### DOCUMENT SECTION
########################################
ISSUE 1 AIMS TO NUDGE OHIO TOWARD DRUG LEGALIZATION

The folks who are pushing State Issue 1, the Ohio Drug Treatment
Initiative, on the Nov. 5 ballot, want to decriminalize drug abuse. But
they don't want to say so out loud and hold an open, democratic debate on
the matter.

They'll deny that drug decriminalization is the goal, but all you have to
do is read the proposed constitutional amendment, and it's clear. If the
measure really was about treating nonviolent drug abusers rather than
jailing them, it wouldn't be necessary, because Ohio law already provides
for exactly that.

What Issue 1 seeks to do is take a giant step toward removing the criminal
penalties for using drugs.

There are those, including even prominent conservative William F. Buckley
Jr., who favor drug legalization. There are sober and compelling arguments
for doing so. In a nutshell, the argument says that legalizing drugs and
regulating them like alcohol would, on net, benefit society by taking the
trade out of the hands of criminals, eliminating drug-related violence and
allowing the state to tax consumption and devote the revenues to drug
rehabilitation. But so far, this argument has not swayed a majority of
Americans.

Still, most would agree that a rehabilitated drug abuser is of more value
to himself, his family and society than a drug-dependent prison inmate. But
they also know that without the threat of imprisonment, many abusers would
never make the effort to kick the habit.

Ohio's current law recognizes this. It offers treatment instead of prison
to low-level abusers who agree in good faith to undergo the treatment. But
it reserves to judges the right to lock up those who subsequently fail to
follow through with their treatment plan.

The threat of prison is crucial to overcoming the powerful influence of
addiction, drug-rehabilitation experts say.

Issue 1 backers know that a straightforward campaign to legalize drugs
would fail. So instead, they have dressed it up as common-sense compassion:
Let's give drug abusers treatment instead of prison.

They hope Ohioans will respond with compassion and vote yes, without
reading the fine print that says, oh, and while we're at it, let's slash
the penalties to a slap on the wrist and take away the judge's power to
send recalcitrant offenders to prison.

They sell this plan by implying that scads of otherwise law-abiding Ohioans
are being imprisoned for nothing more than smoking a joint or two. Nothing
could be further from the truth.

According to the Ohio Criminal Sentencing Commission, the state agency that
monitors criminal laws and sentencing patterns, very few nonviolent, first-
and second-time drug offenders are in prison simply for possession for
personal use.

Out of more than 45,000 inmates in Ohio's prisons, just 2,650 are low-level
drug felons. Of these, 1,200 are offenders who were sent to prison because
they violated restrictions imposed by courts, usually by committing
additional crimes.
########################################
### CHALLENGES
1 > According to the Issue 1 editorial, how many of the more than 45,000 inmates in Ohio's prisons are low-level drug felons?
2 > In the Issue 1 editorial, transcribe everything from "Ohio's current law" down to "drug-rehabilitation experts say.".

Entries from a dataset
########################################
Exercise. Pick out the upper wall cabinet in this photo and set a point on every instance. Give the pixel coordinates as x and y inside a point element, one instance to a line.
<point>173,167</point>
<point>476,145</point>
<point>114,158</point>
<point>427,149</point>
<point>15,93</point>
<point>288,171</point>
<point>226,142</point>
########################################
### RESPONSES
1 > 2,650

2 >
Ohio's current law recognizes this. It offers treatment instead of prison
to low-level abusers who agree in good faith to undergo the treatment. But
it reserves to judges the right to lock up those who subsequently fail to
follow through with their treatment plan.

The threat of prison is crucial to overcoming the powerful influence of
addiction, drug-rehabilitation experts say.